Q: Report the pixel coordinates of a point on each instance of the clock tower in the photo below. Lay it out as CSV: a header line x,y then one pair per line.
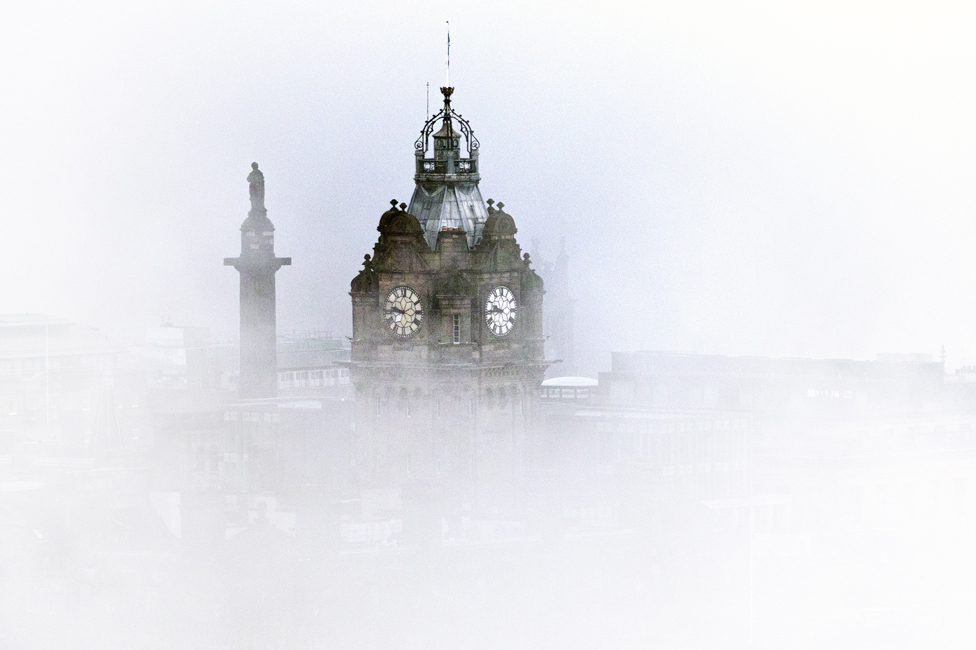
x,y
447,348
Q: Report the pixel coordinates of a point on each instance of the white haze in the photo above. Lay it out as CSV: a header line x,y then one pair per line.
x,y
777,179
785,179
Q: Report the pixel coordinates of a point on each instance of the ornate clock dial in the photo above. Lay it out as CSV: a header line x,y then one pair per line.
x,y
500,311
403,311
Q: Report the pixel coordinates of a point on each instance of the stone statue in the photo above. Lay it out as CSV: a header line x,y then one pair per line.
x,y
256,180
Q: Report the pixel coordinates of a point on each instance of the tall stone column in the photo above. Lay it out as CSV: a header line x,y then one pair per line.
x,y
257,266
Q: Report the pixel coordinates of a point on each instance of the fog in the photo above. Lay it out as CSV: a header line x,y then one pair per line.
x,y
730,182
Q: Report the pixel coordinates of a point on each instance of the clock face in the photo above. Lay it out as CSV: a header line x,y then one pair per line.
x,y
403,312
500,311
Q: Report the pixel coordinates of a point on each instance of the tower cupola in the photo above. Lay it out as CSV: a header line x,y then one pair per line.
━━━━━━━━━━
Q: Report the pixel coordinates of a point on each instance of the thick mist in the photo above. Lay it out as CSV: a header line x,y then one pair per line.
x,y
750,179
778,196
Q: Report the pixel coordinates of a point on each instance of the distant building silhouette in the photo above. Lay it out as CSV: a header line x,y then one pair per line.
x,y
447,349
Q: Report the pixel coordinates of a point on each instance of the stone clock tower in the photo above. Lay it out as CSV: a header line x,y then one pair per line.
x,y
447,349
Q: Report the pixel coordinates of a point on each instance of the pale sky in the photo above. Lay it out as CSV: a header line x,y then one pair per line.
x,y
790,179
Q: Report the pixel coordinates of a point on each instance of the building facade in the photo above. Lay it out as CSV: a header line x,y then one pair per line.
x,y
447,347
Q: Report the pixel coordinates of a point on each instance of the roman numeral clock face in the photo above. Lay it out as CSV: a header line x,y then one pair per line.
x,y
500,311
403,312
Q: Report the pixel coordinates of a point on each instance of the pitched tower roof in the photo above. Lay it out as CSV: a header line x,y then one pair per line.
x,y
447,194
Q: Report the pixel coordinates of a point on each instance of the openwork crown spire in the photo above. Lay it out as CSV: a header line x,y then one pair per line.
━━━━━━━━━━
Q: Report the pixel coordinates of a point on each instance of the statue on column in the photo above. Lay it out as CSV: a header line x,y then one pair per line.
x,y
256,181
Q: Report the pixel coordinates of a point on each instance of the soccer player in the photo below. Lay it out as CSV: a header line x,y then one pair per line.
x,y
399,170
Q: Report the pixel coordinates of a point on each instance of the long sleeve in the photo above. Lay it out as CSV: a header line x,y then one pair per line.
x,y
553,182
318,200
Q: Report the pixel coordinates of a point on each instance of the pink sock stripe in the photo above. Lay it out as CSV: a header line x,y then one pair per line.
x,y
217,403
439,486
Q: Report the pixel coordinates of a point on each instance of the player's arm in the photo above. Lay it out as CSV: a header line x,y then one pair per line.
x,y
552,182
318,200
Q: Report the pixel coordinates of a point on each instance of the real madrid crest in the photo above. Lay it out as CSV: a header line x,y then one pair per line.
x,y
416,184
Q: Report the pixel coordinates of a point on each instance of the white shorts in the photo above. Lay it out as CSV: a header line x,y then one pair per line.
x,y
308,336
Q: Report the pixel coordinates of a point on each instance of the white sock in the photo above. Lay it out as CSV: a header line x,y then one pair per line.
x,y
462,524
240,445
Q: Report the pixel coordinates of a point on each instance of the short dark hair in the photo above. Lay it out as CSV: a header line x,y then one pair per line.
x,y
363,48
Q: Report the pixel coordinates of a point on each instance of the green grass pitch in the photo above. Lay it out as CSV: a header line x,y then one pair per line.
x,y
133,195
━━━━━━━━━━
• Exercise instructions: For this exercise, please set down exactly the lines of the listing above from the line with "the clock tower" up to and including the line with "of the tower", and no pictures.

• Output of the exercise:
Q: Report the pixel coordinates of a point on each instance of the clock tower in the photo below. Lay it out as CSV: a header line x,y then one pair per line.
x,y
447,348
Q: Report the pixel coordinates of a point on each instance of the white haze in the photo above. Lay it out as CSV: a header line x,y then one pair per line.
x,y
777,179
785,179
Q: Report the pixel coordinates of a point on each instance of the ornate clock dial in the photo above. Lay it out as CSV: a header line x,y then one pair per line.
x,y
500,311
403,311
Q: Report the pixel coordinates of a point on each instance of the stone statue in the photo above. Lay it out as CSV: a header line x,y then one pair per line.
x,y
256,180
Q: Report the pixel coordinates of a point on each instance of the tall stone column in the photo above. Lay it out as CSV: a header line x,y then one pair per line.
x,y
257,266
Q: Report the pixel coordinates of a point on each instance of the fog in the photo above. Lay it out as CSV: a header line x,y then one pair per line.
x,y
730,182
Q: Report the pixel coordinates of a point on each instance of the clock face in the photo above. Lay it out as CSV: a header line x,y then one pair per line.
x,y
403,312
500,311
Q: Report the pixel coordinates of a point on each instance of the tower cupola in the photo above. Lay it out as CSV: a header line x,y then one pair per line.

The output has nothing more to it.